---------- Passage shown ----------

Figure 4: A placed graph before and after inlining a procedure. Each square represents 100 units of area. A white square contains only code, while a shaded square [green] contains memory too. Light edges [red] indicate control-transfer, dark edges [blue] indicate memory reads. Edge thickness is logarithm of traffic along that edge.

#### 5.3 Trace-based simulation

The second phase of the simulation runs the ATOM-instrumented binary, generating a trace of all important events: transfer of control between blocks and memory-read operations. We use this trace to evaluate the running time of the program when implemented as a circuit whose layout is computed by our placement algorithm. Remote operations (i.e., memory reads and inter-SAM transfers) take time proportional to the Manhattan distance between the communication end-points.

#### 5.4 Comments

In some respects our simulation methodology is overly optimistic, in others it is pessimistic. Some of the more important optimistic assumptions:

- The placed graph depends on the input data. In general we cannot know what locations will be used.
- We completely ignore routability issues. We assume sufficient wire bandwidth is available to connect the nodes point-to-point.
- We assume full memory parallelism: any two memory accesses can be made in parallel, with no contention, either on the network or in memory.



Figure 5: Breakdown of execution time assuming the signal takes 5 cycles to transit between the centers of two neighboring squares. Idle time is the time spent waiting for memory-read operations to complete.

The important pessimistic assumptions are:

- A lot of potential parallelism is not exploited in this scheme; only intra-basic block parallelism is available. Our new hyperblock-based scheme will expose more of it.
- The register allocation by gcc hides some ILP when spilling occurs.

The average running time for the benchmarks implemented using this model was within a factor of 3 from the running time on the Alpha processor, with a maximum slowdown of 10 (we assume the reconfigurable fabric can run at the same clock cycle as the Alpha). Figure 5 shows how the running time of each application was spent. We notice that the dominant cost is most often "idle time", spent waiting for memory reads to complete; there is indeed a good correlation between idle time and slowdown. The lack of caches in this architecture makes remote memory operations costly.

## 5.5 Conclusions of the Study

Here are some lessons learned from this study:

- Some important classes of programs (e.g., multimedia processing) can fit within a small amount of hardware and in future generations may be completely implementable in hardware without the need for virtualization.
- The spatial model of computation exhibits different trade-offs than a traditional architecture (CPU executing software). Some traditional compiler optimizations have new effects: for instance, procedure inlining can improve the spatial locality of programs.
- Performance of the spatial model of computation can approach the performance of traditional processors, if we assume identical performance for the underlying hardware.

## 6 The CASH Compiler

In this section I describe CASH, our current implementation of the ASH Compiler.

Our compiler infrastructure is built around the SUIF 1.3 research compiler [WFW<sup>+</sup>94]. For the moment, we do not use any of the parallelizing components of SUIF.

----------

» **Given problem 1**
In the passage on the simulation study above, which research compiler is the compiler infrastructure built around?

---------- Items ----------

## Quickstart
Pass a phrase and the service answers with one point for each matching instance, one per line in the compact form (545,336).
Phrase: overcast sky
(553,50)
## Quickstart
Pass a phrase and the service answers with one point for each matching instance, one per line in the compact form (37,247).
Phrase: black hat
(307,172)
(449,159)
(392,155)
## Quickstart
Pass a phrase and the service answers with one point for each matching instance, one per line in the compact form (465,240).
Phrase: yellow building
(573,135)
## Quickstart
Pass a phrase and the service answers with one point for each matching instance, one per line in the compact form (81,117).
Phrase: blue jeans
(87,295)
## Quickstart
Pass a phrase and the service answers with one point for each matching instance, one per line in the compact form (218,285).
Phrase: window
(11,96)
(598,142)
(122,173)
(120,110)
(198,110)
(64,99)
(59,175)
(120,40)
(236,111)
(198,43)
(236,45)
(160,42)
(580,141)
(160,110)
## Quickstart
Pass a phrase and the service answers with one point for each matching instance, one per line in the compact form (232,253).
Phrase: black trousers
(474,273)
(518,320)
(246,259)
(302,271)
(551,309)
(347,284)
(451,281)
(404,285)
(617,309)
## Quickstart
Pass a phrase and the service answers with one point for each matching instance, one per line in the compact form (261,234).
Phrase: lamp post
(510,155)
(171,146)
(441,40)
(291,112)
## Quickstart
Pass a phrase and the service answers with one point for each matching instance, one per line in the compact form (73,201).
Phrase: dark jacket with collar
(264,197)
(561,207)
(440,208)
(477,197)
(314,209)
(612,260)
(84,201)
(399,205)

----------
---------- Items ----------

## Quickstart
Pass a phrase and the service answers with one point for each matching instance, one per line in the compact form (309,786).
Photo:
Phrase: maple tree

----------
---------- Items ----------

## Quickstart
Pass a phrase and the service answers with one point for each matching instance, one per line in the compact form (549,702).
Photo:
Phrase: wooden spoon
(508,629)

----------

» **Given problem 2**
Filter the listing down to the lines that contain the word "black", treating uppercase and lowercase as different.

» **Written solution 1**
The SUIF 1.3 research compiler.

» **Written solution 2**
Phrase: black hat
Phrase: black trousers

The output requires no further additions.